10 tahun lalu, saat tsunami, kami tidak memiliki pengalaman sedikit pun tentang bencana

Banda Aceh (ANTARA News) - Sepuluh tahun lalu, tepatnya sekitar pukul 7.59 WIB, 26 Desember 2004, gempa berkekuatan 8,9 skala richter menguncang Aceh bersamaan gelombang laut (tsunami) menerjang provinsi paling barat di Indonesia.

Ketika itu, bangunan rumah, perkantoran pemerintah dan swasta serta kendaraan bermotor hancur dan berserakan terhempas ganasnya tsunami setelah gempa kuat berpusat di perairan Samudera Hindia.

Sepuluh tahun silam, Aceh luluh lantak akibat bencana, Indonesia pun "menangis" karena bumi Iskandar Muda itu benar-benar hancur disebabkan tsunami yang telah menelan korban meninggal dunia dan hilang lebih 200 ribu jiwa.

Bagian dari berkas data:
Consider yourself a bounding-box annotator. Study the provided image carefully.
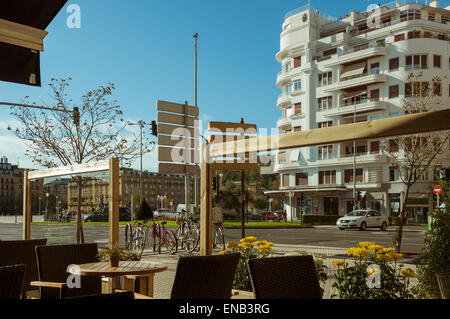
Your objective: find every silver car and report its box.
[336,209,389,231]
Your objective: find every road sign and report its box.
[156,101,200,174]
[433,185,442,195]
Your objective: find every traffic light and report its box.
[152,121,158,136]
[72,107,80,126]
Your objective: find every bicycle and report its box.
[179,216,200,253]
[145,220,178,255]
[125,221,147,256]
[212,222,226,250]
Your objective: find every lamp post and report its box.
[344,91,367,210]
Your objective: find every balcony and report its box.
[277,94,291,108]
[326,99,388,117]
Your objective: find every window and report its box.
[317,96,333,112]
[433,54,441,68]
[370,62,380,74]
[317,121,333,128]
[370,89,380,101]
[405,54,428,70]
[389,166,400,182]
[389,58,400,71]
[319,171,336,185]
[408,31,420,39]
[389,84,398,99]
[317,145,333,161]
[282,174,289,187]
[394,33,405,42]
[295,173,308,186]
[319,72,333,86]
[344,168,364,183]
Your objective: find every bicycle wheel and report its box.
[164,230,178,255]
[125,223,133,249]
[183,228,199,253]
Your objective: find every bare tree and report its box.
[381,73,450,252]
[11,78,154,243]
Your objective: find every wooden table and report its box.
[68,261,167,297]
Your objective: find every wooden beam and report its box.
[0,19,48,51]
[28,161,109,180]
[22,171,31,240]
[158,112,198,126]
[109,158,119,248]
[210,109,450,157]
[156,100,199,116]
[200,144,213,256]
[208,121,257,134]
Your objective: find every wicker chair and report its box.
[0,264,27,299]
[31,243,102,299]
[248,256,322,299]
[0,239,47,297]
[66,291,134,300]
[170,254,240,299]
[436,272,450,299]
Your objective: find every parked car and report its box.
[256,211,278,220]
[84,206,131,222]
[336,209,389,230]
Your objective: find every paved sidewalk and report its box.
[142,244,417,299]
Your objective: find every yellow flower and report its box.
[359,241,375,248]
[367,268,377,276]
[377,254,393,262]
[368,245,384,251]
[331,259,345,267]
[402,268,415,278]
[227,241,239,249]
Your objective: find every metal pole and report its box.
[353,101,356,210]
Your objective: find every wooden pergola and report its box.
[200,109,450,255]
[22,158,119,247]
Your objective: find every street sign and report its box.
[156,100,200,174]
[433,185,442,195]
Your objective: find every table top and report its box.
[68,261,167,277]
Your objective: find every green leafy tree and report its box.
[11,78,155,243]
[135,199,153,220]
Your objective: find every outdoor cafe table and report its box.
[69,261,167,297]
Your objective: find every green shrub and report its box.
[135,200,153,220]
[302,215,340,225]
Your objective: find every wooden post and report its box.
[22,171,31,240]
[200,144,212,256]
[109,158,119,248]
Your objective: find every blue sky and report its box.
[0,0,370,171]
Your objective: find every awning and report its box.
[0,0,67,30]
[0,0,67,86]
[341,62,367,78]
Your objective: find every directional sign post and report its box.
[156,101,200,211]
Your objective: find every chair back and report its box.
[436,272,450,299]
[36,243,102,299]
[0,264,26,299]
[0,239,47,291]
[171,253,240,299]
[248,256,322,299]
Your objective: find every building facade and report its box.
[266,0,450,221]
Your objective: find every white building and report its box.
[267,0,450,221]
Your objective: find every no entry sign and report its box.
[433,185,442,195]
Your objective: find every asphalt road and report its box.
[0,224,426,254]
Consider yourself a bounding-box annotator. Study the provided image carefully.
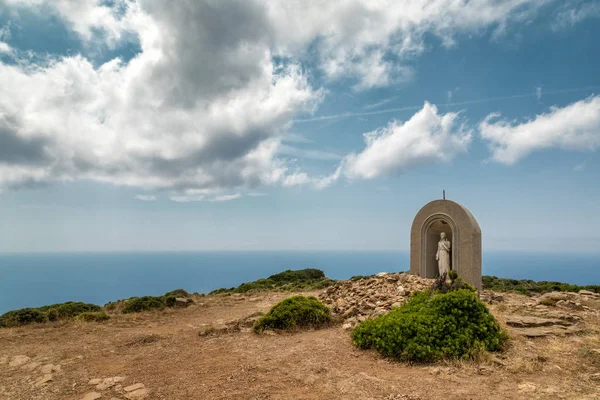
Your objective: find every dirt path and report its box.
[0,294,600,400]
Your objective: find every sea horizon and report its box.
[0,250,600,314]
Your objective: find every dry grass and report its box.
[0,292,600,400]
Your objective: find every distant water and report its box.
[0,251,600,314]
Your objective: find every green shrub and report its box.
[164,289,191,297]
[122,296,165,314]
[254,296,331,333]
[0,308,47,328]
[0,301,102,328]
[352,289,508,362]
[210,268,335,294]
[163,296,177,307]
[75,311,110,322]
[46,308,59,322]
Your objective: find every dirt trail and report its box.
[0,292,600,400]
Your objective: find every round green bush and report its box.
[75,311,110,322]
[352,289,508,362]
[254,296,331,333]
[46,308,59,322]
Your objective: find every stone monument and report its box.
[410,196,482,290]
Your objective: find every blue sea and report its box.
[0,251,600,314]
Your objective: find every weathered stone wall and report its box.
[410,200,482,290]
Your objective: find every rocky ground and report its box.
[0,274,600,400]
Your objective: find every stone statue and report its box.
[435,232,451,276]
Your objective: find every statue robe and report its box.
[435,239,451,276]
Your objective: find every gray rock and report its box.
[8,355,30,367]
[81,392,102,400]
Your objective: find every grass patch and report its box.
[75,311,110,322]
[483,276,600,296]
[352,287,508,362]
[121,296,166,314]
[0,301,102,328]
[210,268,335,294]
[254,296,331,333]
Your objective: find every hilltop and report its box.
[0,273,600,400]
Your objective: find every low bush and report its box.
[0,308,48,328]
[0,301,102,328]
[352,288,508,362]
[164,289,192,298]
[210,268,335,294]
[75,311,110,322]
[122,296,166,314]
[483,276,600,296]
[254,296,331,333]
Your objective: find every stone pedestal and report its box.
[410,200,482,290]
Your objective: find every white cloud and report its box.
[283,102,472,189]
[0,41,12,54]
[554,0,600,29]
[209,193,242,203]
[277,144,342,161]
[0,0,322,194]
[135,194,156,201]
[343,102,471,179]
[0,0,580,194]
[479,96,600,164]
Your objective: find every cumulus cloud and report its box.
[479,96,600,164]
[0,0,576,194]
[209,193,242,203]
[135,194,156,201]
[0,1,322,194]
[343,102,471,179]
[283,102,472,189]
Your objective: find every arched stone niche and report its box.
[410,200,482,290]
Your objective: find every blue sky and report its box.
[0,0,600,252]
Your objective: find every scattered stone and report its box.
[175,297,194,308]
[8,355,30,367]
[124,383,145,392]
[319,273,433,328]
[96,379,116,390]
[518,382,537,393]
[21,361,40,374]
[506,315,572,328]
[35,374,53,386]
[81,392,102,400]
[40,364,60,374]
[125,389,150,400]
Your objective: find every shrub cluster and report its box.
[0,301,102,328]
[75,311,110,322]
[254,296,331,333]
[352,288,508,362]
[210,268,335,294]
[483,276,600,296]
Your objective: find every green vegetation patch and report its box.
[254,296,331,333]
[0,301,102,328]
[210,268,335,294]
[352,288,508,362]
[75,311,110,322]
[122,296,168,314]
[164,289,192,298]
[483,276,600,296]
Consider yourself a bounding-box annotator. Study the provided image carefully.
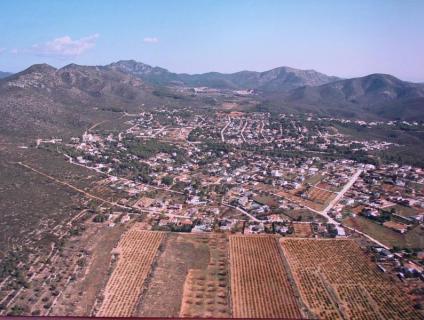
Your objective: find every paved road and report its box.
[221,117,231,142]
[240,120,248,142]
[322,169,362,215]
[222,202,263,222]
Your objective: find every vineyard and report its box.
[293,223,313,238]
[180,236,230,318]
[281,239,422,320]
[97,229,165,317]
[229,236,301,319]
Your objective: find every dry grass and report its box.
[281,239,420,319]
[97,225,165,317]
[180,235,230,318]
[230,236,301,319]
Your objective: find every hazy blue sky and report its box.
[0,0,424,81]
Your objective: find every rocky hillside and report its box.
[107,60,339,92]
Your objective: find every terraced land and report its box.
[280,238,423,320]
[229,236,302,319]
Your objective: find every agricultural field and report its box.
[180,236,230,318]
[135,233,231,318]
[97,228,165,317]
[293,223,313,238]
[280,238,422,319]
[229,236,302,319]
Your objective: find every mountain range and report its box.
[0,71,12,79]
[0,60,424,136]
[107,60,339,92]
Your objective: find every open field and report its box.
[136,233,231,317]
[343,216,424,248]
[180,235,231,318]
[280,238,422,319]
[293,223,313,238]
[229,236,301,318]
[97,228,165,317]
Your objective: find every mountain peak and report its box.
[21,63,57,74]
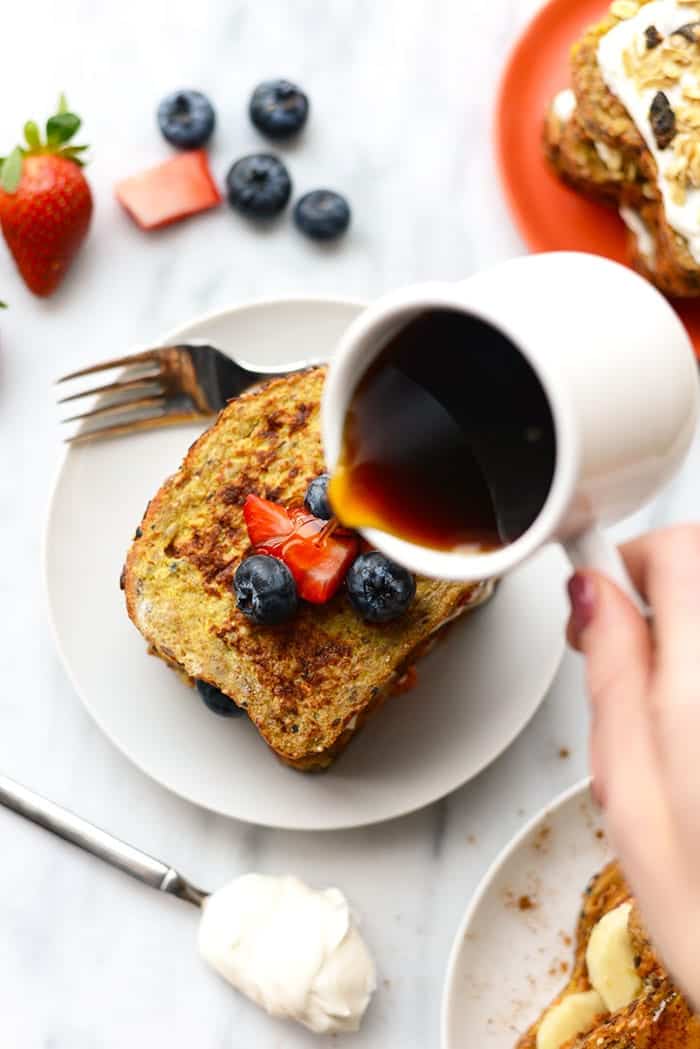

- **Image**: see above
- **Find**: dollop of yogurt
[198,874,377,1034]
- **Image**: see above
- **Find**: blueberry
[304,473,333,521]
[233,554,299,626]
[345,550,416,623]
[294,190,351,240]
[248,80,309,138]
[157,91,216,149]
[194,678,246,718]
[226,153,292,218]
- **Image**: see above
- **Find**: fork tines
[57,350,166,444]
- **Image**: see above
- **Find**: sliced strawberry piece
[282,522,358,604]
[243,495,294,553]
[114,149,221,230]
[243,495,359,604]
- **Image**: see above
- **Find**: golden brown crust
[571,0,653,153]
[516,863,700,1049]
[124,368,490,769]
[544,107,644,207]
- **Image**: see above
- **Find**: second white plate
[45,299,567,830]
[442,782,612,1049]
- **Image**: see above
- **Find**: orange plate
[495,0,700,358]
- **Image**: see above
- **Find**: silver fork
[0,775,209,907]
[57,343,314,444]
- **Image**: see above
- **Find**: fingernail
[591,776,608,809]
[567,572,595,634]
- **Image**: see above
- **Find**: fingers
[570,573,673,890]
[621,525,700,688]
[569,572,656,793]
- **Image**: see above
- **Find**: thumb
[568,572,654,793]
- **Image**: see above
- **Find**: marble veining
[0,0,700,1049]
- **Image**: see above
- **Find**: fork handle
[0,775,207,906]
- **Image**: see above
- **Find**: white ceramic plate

Rincian Latihan: Teruskan teks tentang tsunami Aceh mulai setelah kalimat terakhir yang tercantum.

Jawaban Latihan:
26 Desember 2004, jasad-jasad manusia terbaring kaku di atas trotoar jalan, di atas puing-puing bangunan yang hancur. Sementara yang sakit dan terluka hanya bisa berucap "aduh", dan menjerit menahan kesakitan karena memang tidak ada yang dapat menolong.

Bumi Aceh benar-benar menangis, jeritan ribuan anak terlepas dari orang tuanya, sebaliknya para orang tua yang kehilangan anak-anaknya. Para orang kaya menjadi papa harta yang sebelumnya melimpah tersapu tsunami.

Bencana itu, telah menyebabkan pula Aceh mendunia dan berbagai suku bangsa dan agama menyatu, saling bahu membahu menjalankan misi kemanusiaan untuk meringankan penderitaan masyarakat Serambi Mekah akibat tsunami.

Bahkan, pihak Perserikatan Bangsa-Bangsa (PBB) ketika itu menyatakan tsunami di Aceh sebagai bencana kemanusiaan terbesar yang pernah terjadi.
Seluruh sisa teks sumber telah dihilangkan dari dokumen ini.